Task brief> Give back the full listing, character for character, with no pictures.

Excerpts from point annotation data
# # # # # # #

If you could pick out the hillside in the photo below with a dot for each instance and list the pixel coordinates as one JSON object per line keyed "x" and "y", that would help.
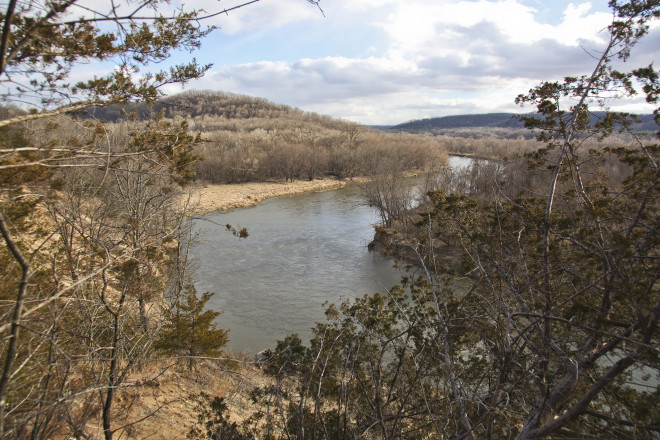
{"x": 494, "y": 120}
{"x": 253, "y": 140}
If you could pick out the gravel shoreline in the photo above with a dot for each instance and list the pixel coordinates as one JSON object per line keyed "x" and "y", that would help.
{"x": 209, "y": 198}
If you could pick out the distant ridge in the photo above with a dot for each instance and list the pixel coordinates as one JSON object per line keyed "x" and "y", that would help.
{"x": 494, "y": 120}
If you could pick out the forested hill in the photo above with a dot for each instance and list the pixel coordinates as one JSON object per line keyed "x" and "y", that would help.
{"x": 493, "y": 120}
{"x": 251, "y": 139}
{"x": 205, "y": 103}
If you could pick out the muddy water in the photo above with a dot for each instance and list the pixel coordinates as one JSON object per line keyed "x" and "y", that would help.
{"x": 302, "y": 251}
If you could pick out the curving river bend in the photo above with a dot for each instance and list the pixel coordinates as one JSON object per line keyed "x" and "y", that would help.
{"x": 303, "y": 250}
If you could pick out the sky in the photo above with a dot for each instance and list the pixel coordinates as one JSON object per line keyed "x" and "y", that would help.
{"x": 388, "y": 62}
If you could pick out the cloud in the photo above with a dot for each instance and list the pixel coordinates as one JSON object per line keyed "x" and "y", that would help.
{"x": 437, "y": 58}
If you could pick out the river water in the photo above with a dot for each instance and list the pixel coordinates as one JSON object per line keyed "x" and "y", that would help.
{"x": 303, "y": 250}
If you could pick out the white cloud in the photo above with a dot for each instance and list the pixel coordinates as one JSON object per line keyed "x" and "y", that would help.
{"x": 440, "y": 58}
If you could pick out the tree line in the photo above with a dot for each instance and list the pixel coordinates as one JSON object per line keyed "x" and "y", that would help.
{"x": 550, "y": 330}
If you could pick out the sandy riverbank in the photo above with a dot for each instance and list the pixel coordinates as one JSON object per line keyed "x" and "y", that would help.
{"x": 209, "y": 198}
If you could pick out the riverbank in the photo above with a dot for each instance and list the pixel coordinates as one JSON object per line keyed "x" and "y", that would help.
{"x": 203, "y": 199}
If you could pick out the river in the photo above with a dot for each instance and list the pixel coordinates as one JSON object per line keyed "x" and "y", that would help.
{"x": 302, "y": 251}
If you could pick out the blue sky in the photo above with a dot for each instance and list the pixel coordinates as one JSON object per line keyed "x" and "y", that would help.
{"x": 390, "y": 61}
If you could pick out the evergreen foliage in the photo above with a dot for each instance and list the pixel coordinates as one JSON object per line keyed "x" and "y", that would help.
{"x": 189, "y": 330}
{"x": 554, "y": 331}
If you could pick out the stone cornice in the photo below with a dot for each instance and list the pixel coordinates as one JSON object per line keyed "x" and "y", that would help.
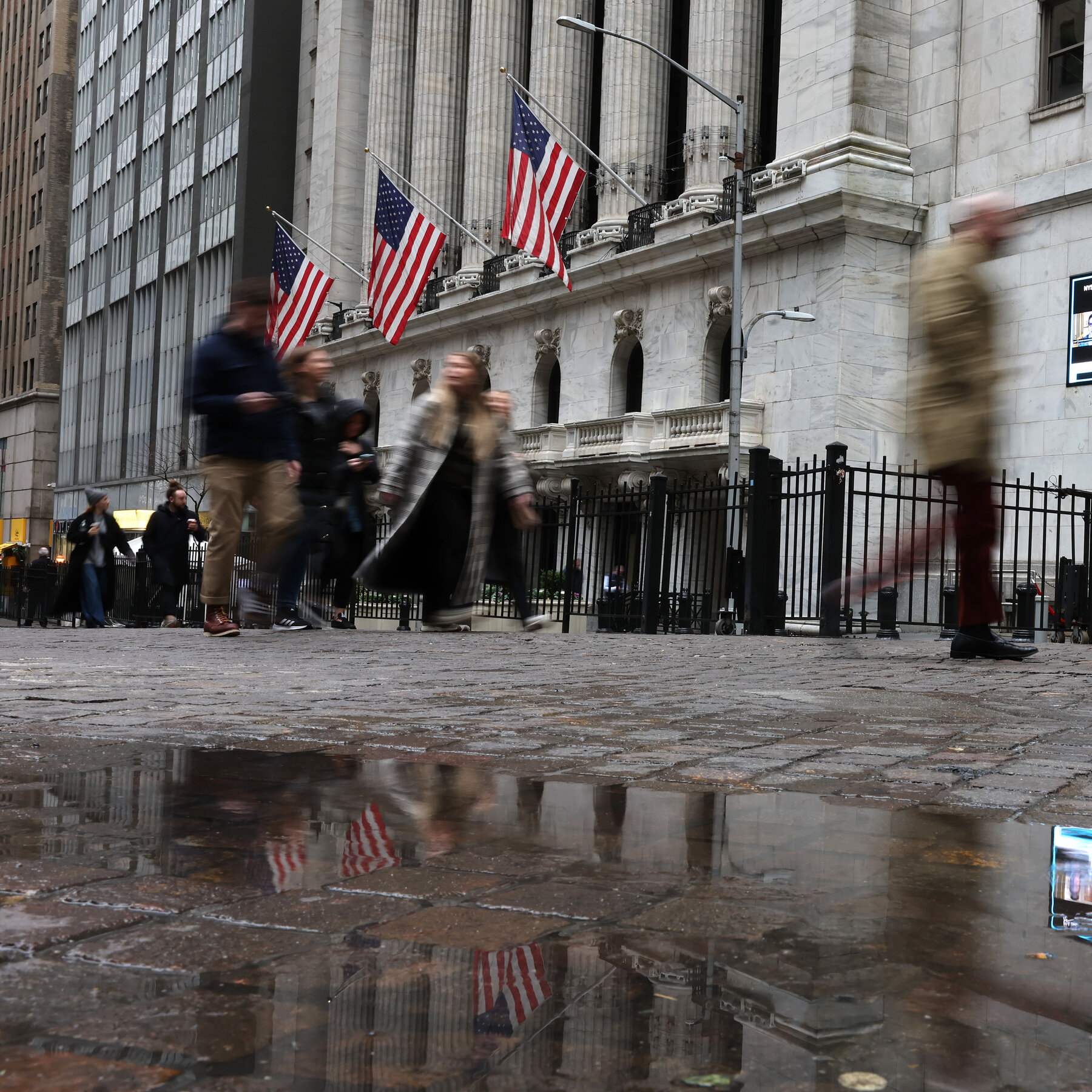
{"x": 823, "y": 215}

# # # # # # #

Correct output>
If you could pick out the hillside in the photo below with a dot for each instance and list the pixel coordinates as one JSON object per line keyed "x" and "y", that would help.
{"x": 494, "y": 120}
{"x": 253, "y": 140}
If you could pick out the gravel shoreline in the photo above with a dot for each instance and list the pixel coordinates as one JSON object per line keyed "x" and "y", that would help.
{"x": 209, "y": 198}
If you could pick out the distant ridge in the photo above with a dot for each instance and list the pixel coordinates as one JSON object per line keyed "x" and "y", that would help.
{"x": 494, "y": 120}
If you could pick out the forested hill in the photo above with a dot for each instance and list the pixel coordinates as one JSON object per line keyed "x" and "y", that would help.
{"x": 493, "y": 120}
{"x": 251, "y": 139}
{"x": 205, "y": 103}
If you could pick out the muddy water in the photo above with a dot for each instance and list the pixel coordinates as one JSON object per line keyed "x" and "y", that would help.
{"x": 302, "y": 251}
If you could pick out the curving river bend in the photo above with a dot for each instance and list the pixel coordinates as one JSON object per line keyed "x" and "y", that would help.
{"x": 303, "y": 250}
If you could pick out the sky in the photo above with a dot for each instance and list the pixel coordinates as one JSON object per line keyed "x" and "y", that would help.
{"x": 388, "y": 62}
If you could pick out the cloud in the photo above with a dot for each instance and list the pixel coordinates as one JSON object per line keyed "x" and "y", that would help.
{"x": 437, "y": 58}
If you could pick out the river water in the photo above with a dot for each instance and list the pixel coordinates as one JSON object per line keyed "x" and "y", that would help.
{"x": 303, "y": 250}
If you could pick out the white cloud in the photo above with a dot for each instance and list the pixel coordinates as one JSON object per line keyed "x" and "y", that would help.
{"x": 440, "y": 58}
If you could pick out the tree line in the photo above with a dot for each instance and list the pixel coordinates as one JSON object per line keyed "x" and "y", that would help.
{"x": 550, "y": 330}
If you could pick out the sandy riverbank in the photo above with a dot for each instance and list the pixel coordinates as one JSON object per line keyed "x" and "y", that would help.
{"x": 209, "y": 198}
If you could pick out the riverbank in the photo above with a dot for each instance and list the pixel coordinates as one JSON object per line keyed "x" and "y", that would help.
{"x": 203, "y": 199}
If you could pick out the river in the photo above with a dot for each instance and list the pixel coordinates as one JSON object per line keyed "x" and "y", that would help.
{"x": 302, "y": 251}
If you could pick out the blue sky in the photo above with a dot for each instance and list the pixel coordinates as one JSON object per line keyed "x" and "y", that would help.
{"x": 390, "y": 61}
If you could pick out the evergreen foliage in the photo above with a dot for each instance and list the pixel coordinates as one JSON object per line keyed "x" and "y", that would help.
{"x": 189, "y": 330}
{"x": 554, "y": 331}
If you could pick out the stone cornice in the photo below with a dot for each instance and list the pixel coordinates as one JSON object per line keyed "x" and "y", that would help.
{"x": 823, "y": 215}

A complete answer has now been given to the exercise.